WHAT TO PRODUCE = When you retype the data, keep every word exactly and include none of the pictures.

☆ ☆ ☆ ☆

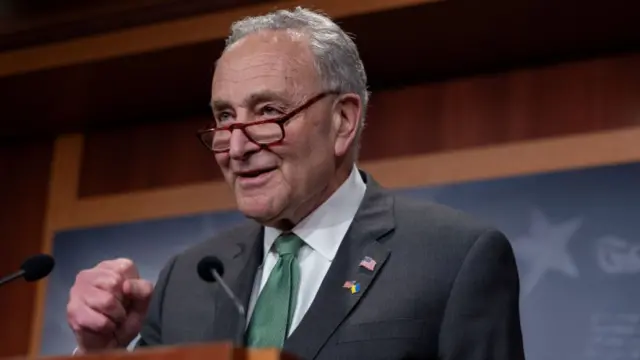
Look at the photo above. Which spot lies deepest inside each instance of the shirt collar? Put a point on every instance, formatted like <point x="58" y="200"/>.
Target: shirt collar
<point x="324" y="229"/>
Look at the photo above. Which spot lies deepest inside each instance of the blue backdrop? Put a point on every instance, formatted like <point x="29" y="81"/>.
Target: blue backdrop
<point x="575" y="235"/>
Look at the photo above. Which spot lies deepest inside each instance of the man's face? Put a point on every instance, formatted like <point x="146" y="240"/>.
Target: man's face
<point x="265" y="76"/>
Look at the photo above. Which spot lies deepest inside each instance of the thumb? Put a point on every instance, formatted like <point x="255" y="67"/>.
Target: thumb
<point x="138" y="291"/>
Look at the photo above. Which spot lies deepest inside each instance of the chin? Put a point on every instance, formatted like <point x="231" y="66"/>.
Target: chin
<point x="258" y="209"/>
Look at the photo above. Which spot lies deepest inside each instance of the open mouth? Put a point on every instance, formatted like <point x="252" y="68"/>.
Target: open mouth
<point x="255" y="173"/>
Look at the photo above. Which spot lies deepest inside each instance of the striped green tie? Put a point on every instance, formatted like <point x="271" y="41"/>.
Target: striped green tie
<point x="271" y="318"/>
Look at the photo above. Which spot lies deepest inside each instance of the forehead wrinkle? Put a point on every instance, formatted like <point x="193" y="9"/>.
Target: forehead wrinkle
<point x="282" y="66"/>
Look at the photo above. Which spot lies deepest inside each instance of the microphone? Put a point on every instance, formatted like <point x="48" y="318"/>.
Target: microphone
<point x="211" y="269"/>
<point x="32" y="269"/>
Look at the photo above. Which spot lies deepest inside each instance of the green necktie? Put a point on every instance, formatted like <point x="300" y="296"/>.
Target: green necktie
<point x="274" y="309"/>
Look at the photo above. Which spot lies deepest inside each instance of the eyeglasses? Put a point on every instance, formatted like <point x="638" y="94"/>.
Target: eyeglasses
<point x="264" y="133"/>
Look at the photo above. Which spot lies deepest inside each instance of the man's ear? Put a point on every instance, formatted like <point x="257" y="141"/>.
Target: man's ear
<point x="346" y="118"/>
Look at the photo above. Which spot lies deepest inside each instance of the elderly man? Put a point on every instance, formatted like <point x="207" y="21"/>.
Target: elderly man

☆ ☆ ☆ ☆

ANSWER BOX =
Look at the photo above. Which spot lies deepest inside each instance of the shirt collar? Put a point on every instance, formatted like <point x="58" y="200"/>.
Target: shirt collar
<point x="324" y="229"/>
Look at the photo above. Which spot lies deepest inside each instance of the blue backdrop? Put a point on every instance, formatted like <point x="29" y="81"/>.
Target: blue backdrop
<point x="575" y="235"/>
Look at the photo above. Which spot lies deepest inside each instance of the man's face? Put a point on every instance, formatted like <point x="146" y="240"/>.
Target: man's face
<point x="265" y="76"/>
Look at the photo above. Which spot lies deepest inside each instance of the thumb? Put a point on every instance, formatted like <point x="255" y="67"/>.
Target: thumb
<point x="138" y="291"/>
Look at the photo above. Which spot lies deepest inside each instance of the chin? Put a point on every instance, formatted like <point x="231" y="66"/>.
Target: chin
<point x="258" y="209"/>
Look at the photo above. Which spot lies deepest inside each instance of the open mouth? Put a point on every instance, formatted like <point x="252" y="68"/>.
Target: open mouth
<point x="255" y="173"/>
Look at the photo above. Which spot lies deepest inside each instance of the striped green tie? Put a point on every instance, formatted like <point x="271" y="41"/>.
Target: striped green tie
<point x="271" y="318"/>
Look at the photo above. Which spot lies deepest inside each instance of the forehead wrinkle? Put a point on every instance, formatted like <point x="193" y="9"/>.
Target: forehead wrinkle
<point x="282" y="66"/>
Look at the photo above. Which spot lies deepest inside each instance of the microphone? Put a point on every instance, formatted like <point x="48" y="318"/>.
Target: microphone
<point x="211" y="269"/>
<point x="32" y="269"/>
Look at the photo above. Which spot lies deepest inside each instance of the green necktie? Put a point on every instance, formatted like <point x="300" y="296"/>.
Target: green necktie
<point x="274" y="309"/>
Look at the photo above. Which spot lies deepest inside each instance of the eyeglasses? Put a point on every instance, formatted like <point x="638" y="94"/>.
Target: eyeglasses
<point x="264" y="133"/>
Look at the photo above. Which spot lies deepest inside each instance of the man's ear? Put a point on every instance, formatted like <point x="257" y="141"/>.
Target: man's ear
<point x="346" y="118"/>
Look at the photo above. Which spot lies deepest inside each instance of the elderly man? Put a point on every instance, formatted like <point x="207" y="21"/>.
Target: elderly man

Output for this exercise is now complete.